(Stored records)
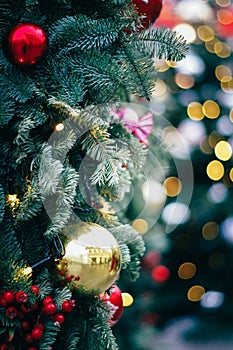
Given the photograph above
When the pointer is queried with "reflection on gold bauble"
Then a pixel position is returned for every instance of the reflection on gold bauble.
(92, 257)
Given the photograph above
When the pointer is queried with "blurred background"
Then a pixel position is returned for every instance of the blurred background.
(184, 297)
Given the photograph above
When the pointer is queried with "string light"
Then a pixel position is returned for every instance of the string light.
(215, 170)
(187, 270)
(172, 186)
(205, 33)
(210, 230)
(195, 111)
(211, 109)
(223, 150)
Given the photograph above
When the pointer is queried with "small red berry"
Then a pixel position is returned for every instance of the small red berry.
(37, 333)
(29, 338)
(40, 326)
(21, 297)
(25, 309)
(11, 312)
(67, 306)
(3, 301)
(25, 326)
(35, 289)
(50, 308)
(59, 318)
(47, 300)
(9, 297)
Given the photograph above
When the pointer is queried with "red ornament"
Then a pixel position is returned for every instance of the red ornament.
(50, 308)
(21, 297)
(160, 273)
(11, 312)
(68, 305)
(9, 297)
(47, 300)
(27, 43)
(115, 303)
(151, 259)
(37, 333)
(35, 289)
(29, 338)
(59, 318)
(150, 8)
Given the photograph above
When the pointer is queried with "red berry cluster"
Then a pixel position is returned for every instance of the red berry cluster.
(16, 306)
---
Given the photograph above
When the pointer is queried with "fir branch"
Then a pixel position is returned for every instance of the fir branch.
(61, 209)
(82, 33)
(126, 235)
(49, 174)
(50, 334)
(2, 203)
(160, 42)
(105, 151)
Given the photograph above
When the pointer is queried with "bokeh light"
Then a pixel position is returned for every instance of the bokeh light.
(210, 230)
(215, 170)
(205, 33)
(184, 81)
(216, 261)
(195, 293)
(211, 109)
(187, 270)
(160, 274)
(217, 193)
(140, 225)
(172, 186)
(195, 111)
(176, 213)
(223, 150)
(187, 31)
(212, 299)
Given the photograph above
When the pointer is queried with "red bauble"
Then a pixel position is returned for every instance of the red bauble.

• Problem description
Your task is to copy every line of the entries that contains the string "When".

• Written response
When the pointer is queried with "reflection on gold bauble"
When the pointer is queried with "blurred background"
When the pointer is queried with "string light"
When the pointer is queried with "small red berry"
When the pointer is queried with "red ornament"
When the pointer is queried with "red berry cluster"
When the pointer is queried with "fir branch"
When the pointer is queried with "bokeh light"
When the pointer is queried with "red bauble"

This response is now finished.